Exercise directions
Print all of the data exactly, with no line missing.

[Start of Attachment]

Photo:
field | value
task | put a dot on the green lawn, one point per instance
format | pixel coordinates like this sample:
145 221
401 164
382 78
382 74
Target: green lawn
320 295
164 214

[End of Attachment]

Expected answer
Photo:
field | value
task | put a dot on the green lawn, one point per instance
format | pixel coordinates like this sample:
145 221
401 164
382 78
382 74
Target: green lawn
320 295
164 214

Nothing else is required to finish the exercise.